• [Given request a]:
Pull out every line of the records that contains the word "brown", and note that case counts.

• [Document extract]:
════════════════════

Migrate powerplants_usa project to new `build_powerplants` task

jpvelez commented 1 month ago

Feature Request

PyPSA-USA currently uses the powerplants-usa project to generate its powerplants table, by pulling in data from EIA860, EGRID, and WECC ADS.

We need to migrate this code to a new build_powerplants task, and pull whatever data we can from PUDL. EIA860 docs are here. (See #311)

Suggested Solution

[ ] Port code from build_plant_data.ipynb notebook in powerplant_usa to new build_powerplant.py module in workflow/scripts
[ ] Call module from new build_powerplants rule
[ ] Identify which EIA860 tables to use from PUDL database, grab table names
- PUDL db which will be made available by new retrieve_pudl task implemented in #311
- start by investigating out_eia860_* tables here
[ ] Query those tables from build_powerplants.py
[ ] Determine if PUDL contains EGRID or WECC ADS data, and port those too?

jpvelez commented 1 month ago

Implementation question: should the new build_powerplants rule go in a new build_powerplants.smk file in workflow/rules, should it go in an existing .smk file?

ktehranchi commented 1 month ago

Awesome, thanks for making this.

build_powerplants rule should go in the build_electricity.smk, and the retrieve_pudl rule should go in retrieve.smk

Determine if PUDL contains EGRID or WECC ADS data, and port those too?

I know PDL has the WECC ADS in the GridPath RA toolkit. However I am not sure if it has EGRID values. We can ask @catalyst-cooperative if PUDL has unit level heat-rates calculated from either e-grid or another source.

If pudl doesn't have that we can add another retrieve rule for e-grid or we can switch to using this attached file which a member of my lab created using CEMS data.

════════════════════

• [Given request b]:
Rewrite the part of the issue thread starting with "Feature Request" and going on through "here. (See #311)", with "EIA860" replaced by "EIA-860".

════════════════════

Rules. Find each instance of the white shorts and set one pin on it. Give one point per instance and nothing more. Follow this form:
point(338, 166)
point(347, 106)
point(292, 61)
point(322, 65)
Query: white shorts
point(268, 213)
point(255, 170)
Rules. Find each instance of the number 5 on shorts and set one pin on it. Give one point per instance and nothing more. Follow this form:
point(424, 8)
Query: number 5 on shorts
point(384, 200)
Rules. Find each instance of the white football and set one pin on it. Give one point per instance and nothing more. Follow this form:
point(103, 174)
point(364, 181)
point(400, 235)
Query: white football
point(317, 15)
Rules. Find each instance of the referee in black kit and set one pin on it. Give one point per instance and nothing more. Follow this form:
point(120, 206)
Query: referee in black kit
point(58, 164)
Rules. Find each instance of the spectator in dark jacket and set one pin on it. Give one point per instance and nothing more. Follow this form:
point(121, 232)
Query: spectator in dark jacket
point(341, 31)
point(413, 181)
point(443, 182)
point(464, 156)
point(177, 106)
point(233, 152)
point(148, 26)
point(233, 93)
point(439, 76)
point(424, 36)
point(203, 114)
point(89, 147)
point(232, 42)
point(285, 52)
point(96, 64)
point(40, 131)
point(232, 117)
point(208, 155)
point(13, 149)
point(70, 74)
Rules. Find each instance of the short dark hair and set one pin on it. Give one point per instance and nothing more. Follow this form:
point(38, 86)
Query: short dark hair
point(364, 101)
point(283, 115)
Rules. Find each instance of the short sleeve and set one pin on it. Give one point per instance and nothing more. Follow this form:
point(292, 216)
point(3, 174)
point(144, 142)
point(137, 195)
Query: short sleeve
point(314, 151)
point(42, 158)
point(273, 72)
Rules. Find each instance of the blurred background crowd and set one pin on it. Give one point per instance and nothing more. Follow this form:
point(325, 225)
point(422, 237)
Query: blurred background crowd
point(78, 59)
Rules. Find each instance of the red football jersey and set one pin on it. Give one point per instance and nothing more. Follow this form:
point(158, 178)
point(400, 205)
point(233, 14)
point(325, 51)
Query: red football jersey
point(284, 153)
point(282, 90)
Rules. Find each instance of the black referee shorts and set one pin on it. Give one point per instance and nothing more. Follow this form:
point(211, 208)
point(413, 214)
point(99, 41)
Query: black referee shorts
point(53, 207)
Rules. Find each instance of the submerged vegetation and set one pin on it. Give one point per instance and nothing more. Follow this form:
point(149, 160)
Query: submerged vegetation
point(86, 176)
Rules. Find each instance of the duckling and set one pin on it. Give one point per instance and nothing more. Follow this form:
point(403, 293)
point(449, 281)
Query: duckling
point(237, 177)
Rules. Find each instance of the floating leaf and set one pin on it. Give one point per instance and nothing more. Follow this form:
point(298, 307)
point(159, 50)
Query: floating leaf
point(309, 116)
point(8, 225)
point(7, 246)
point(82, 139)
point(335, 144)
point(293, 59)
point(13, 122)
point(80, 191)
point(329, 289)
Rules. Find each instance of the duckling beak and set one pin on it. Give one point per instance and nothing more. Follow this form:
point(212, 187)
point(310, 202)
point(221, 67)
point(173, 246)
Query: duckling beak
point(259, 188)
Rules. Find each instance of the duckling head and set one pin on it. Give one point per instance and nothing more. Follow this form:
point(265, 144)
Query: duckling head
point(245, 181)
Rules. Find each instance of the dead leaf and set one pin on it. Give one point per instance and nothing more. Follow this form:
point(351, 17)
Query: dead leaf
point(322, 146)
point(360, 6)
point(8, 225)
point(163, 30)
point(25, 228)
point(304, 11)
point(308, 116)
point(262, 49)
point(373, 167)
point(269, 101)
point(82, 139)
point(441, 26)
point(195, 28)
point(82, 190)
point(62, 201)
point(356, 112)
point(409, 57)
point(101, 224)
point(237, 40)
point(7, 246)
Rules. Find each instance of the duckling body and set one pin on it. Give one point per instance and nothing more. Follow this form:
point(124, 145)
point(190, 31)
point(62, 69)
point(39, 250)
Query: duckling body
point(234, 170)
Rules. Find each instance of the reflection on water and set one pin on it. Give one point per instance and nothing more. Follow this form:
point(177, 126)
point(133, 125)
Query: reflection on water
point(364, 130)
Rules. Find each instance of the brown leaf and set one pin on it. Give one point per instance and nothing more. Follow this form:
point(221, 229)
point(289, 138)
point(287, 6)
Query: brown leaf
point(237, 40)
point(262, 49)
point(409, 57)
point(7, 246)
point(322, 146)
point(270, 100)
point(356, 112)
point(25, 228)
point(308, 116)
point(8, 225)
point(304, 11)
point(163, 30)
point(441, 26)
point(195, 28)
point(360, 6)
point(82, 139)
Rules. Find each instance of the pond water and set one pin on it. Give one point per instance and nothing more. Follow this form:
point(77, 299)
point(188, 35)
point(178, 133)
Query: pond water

════════════════════

• [Solution a]:
Rules. Find each instance of the brown leaf and set one pin on it. Give one point per instance and nothing more. Follow this form:
Query: brown leaf

• [Solution b]:
Feature Request

PyPSA-USA currently uses the powerplants-usa project to generate its powerplants table, by pulling in data from EIA-860, EGRID, and WECC ADS.

We need to migrate this code to a new build_powerplants task, and pull whatever data we can from PUDL. EIA-860 docs are here. (See #311)